Copy out the issue about NULL cells disappearing when writing, word for word and in full.

**Excerpt**
'''

Explicit NULL cells disappear when writing #203

py9mrg · 2020-12-10T13:15:23Z

Recently I have been trying to write some results to existing Google Sheet files and have found two quirks. I think probably by design but I thought I'd raise them as potential features / options to existing functions that can make life a bit easier for the user.

First: writing NULL columns as empty columns, not skipping them.

Let's say I have a tibble of list-columns something like:

tmp <- tibble(A = list(NULL, NULL, NULL), B = list(1, 2, 3))
tmp
# A tibble: 3 x 2
  A      B        
  <list> <list>   
1 <NULL> <dbl [1]>
2 <NULL> <dbl [1]>
3 <NULL> <dbl [1]>

When I write this to a sheet using (as far as I can tell) any of the writing functions, the NULL column just gets skipped rather than a blank column being written. This can mean columns get written in the wrong place - e.g. in the above example column B would be written in column A of the Google Sheet because column A would be ignored rather than a blank column being written. Yet a 3 x 2 sheet will result - just with the B column in the A position and a blank column at the end. If that makes sense?! So it's like write_sheet knows about the NULL column and makes space for it, but then doesn't actually write it.

'''

**Extracted entries**
'''

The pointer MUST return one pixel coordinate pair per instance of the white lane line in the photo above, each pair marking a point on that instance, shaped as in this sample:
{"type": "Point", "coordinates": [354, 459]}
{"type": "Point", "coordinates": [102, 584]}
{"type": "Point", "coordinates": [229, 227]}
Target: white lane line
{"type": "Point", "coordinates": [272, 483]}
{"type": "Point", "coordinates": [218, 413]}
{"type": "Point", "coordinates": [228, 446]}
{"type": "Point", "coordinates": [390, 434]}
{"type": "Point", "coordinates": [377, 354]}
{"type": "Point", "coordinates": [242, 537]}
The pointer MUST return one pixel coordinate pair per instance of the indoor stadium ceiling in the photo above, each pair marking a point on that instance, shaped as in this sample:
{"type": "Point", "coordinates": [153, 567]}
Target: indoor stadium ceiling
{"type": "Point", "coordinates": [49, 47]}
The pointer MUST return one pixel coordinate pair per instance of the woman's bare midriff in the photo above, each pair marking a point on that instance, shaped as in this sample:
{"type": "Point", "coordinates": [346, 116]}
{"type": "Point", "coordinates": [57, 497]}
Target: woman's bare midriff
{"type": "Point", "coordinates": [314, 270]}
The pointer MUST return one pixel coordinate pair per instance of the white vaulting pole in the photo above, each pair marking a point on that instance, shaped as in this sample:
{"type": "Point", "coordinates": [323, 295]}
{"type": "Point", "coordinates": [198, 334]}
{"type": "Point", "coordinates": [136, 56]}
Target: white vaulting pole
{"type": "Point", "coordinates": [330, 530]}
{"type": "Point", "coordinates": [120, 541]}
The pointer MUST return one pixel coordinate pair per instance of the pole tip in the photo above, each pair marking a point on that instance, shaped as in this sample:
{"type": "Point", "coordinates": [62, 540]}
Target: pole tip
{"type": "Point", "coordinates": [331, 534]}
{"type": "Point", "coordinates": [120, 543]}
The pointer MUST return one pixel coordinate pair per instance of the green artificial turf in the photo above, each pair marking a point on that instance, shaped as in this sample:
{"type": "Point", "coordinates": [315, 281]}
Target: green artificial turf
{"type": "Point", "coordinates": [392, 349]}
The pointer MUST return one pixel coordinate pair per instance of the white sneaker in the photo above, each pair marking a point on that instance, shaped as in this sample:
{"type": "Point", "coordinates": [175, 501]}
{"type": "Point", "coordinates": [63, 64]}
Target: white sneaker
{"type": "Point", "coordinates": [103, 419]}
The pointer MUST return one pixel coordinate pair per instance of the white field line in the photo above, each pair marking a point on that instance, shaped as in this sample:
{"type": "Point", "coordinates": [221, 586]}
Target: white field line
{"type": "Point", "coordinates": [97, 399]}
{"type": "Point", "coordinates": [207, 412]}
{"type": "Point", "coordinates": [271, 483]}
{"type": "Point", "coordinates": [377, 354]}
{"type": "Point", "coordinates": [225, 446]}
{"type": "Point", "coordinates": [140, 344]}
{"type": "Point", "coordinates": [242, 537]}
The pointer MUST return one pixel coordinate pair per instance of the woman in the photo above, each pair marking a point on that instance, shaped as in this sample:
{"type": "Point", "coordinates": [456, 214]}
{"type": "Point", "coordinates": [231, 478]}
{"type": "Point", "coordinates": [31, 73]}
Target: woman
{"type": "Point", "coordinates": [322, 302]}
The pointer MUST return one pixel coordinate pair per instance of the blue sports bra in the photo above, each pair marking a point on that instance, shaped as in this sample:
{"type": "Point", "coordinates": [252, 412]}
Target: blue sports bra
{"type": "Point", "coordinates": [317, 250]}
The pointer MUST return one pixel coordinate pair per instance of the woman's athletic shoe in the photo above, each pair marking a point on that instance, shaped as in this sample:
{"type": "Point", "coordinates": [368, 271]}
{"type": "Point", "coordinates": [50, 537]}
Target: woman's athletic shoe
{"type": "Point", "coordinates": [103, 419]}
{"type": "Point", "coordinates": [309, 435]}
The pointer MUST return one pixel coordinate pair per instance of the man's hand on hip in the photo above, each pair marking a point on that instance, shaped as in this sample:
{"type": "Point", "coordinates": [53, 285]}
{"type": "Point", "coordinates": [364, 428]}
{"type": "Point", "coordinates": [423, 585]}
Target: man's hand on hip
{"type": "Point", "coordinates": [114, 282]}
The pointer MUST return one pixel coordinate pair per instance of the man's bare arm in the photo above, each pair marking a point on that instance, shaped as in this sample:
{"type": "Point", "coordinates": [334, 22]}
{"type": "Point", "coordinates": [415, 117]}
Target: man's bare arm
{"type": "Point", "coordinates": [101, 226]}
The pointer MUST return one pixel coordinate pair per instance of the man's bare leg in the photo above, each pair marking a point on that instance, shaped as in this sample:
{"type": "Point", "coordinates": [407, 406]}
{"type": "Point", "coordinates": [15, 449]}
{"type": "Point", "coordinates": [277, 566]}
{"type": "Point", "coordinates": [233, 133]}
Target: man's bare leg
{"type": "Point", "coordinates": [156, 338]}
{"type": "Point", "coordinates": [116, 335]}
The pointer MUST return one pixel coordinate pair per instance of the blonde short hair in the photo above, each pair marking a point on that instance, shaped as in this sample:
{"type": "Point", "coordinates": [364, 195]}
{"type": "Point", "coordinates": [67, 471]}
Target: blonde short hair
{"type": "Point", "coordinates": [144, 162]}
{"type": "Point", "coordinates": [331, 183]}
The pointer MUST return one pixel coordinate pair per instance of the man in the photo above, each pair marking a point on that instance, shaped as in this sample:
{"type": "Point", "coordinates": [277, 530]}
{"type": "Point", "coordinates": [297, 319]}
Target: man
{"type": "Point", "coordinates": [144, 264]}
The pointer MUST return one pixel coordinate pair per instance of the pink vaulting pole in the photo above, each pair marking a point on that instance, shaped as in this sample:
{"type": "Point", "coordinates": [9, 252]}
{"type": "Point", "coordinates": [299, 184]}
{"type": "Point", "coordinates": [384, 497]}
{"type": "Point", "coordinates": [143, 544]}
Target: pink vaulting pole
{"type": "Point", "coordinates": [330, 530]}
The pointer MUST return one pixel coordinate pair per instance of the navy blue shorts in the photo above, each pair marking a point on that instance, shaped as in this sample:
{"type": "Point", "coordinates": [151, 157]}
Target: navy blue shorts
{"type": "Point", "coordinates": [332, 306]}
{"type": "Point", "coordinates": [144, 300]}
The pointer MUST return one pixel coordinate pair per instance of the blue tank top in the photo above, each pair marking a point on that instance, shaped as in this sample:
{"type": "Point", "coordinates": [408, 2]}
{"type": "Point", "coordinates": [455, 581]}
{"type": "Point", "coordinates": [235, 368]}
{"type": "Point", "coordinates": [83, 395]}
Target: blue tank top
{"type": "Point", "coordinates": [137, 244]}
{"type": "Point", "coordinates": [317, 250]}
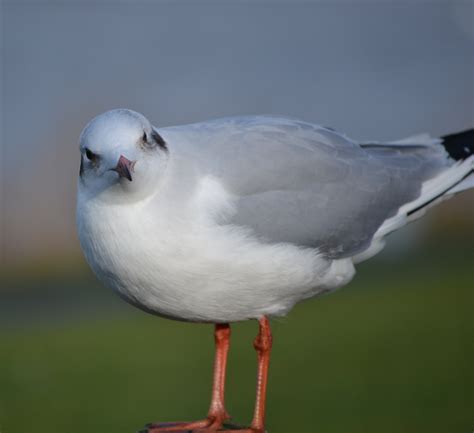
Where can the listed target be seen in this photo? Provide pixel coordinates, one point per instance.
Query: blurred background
(391, 352)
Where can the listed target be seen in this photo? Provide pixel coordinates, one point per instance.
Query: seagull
(241, 218)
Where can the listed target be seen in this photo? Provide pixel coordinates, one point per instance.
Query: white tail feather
(435, 190)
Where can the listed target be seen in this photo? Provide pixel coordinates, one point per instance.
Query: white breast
(173, 258)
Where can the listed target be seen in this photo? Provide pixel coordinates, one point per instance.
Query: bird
(240, 218)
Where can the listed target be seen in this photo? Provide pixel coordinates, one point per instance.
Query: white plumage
(203, 230)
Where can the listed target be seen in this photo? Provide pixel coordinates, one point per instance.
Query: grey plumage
(305, 184)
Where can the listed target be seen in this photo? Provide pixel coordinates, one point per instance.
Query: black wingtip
(459, 145)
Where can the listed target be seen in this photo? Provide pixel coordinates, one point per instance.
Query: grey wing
(308, 185)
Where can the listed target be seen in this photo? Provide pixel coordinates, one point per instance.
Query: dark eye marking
(81, 168)
(153, 140)
(91, 156)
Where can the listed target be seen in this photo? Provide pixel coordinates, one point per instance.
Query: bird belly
(209, 273)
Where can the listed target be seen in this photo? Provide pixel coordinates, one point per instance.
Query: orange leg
(263, 346)
(217, 413)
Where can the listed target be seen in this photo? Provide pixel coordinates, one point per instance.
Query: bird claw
(191, 427)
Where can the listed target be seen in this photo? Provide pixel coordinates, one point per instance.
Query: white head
(122, 156)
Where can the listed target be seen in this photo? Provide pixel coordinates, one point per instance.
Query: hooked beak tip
(124, 167)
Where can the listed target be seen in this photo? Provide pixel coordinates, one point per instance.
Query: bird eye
(91, 156)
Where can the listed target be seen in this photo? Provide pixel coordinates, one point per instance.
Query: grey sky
(380, 70)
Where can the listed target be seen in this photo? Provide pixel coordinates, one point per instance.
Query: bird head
(121, 154)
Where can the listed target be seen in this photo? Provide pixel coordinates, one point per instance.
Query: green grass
(391, 353)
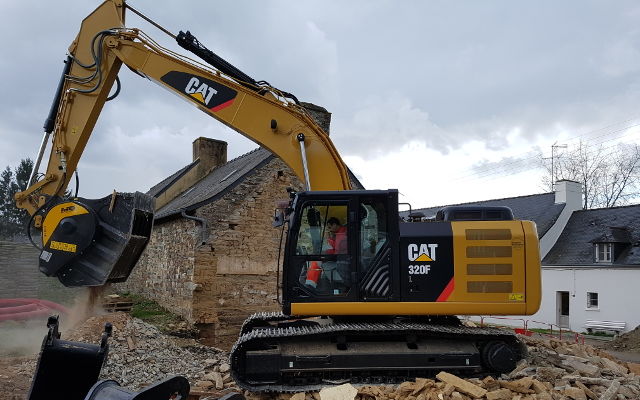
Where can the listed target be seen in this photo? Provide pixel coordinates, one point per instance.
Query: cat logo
(200, 91)
(213, 95)
(67, 209)
(423, 252)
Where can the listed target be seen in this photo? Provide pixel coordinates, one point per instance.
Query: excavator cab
(445, 265)
(338, 246)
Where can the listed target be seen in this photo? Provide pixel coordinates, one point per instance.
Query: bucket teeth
(123, 224)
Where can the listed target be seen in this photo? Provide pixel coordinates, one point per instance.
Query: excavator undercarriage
(277, 353)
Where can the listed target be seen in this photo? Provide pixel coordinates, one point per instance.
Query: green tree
(12, 219)
(609, 176)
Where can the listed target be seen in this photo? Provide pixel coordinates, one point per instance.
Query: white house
(590, 260)
(590, 276)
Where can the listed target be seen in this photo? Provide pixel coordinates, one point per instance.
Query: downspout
(204, 229)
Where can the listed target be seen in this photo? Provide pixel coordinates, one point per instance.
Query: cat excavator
(380, 307)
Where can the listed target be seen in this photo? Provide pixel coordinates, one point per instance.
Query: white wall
(617, 288)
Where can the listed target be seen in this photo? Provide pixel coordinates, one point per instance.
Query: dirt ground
(14, 385)
(628, 342)
(16, 365)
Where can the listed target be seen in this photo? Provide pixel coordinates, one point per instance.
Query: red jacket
(339, 242)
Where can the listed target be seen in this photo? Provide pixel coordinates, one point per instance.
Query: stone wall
(18, 270)
(165, 272)
(20, 277)
(218, 284)
(236, 275)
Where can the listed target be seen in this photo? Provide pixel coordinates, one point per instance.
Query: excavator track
(279, 354)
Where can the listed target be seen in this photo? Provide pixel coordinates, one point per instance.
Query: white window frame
(590, 298)
(607, 252)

'''

**Output below**
Explicit NULL cells disappear when writing #203

py9mrg · 2020-12-10T13:15:23Z

Recently I have been trying to write some results to existing Google Sheet files and have found two quirks. I think probably by design but I thought I'd raise them as potential features / options to existing functions that can make life a bit easier for the user.

First: writing NULL columns as empty columns, not skipping them.

Let's say I have a tibble of list-columns something like:

tmp <- tibble(A = list(NULL, NULL, NULL), B = list(1, 2, 3))
tmp
# A tibble: 3 x 2
  A      B        
  <list> <list>   
1 <NULL> <dbl [1]>
2 <NULL> <dbl [1]>
3 <NULL> <dbl [1]>

When I write this to a sheet using (as far as I can tell) any of the writing functions, the NULL column just gets skipped rather than a blank column being written. This can mean columns get written in the wrong place - e.g. in the above example column B would be written in column A of the Google Sheet because column A would be ignored rather than a blank column being written. Yet a 3 x 2 sheet will result - just with the B column in the A position and a blank column at the end. If that makes sense?! So it's like write_sheet knows about the NULL column and makes space for it, but then doesn't actually write it.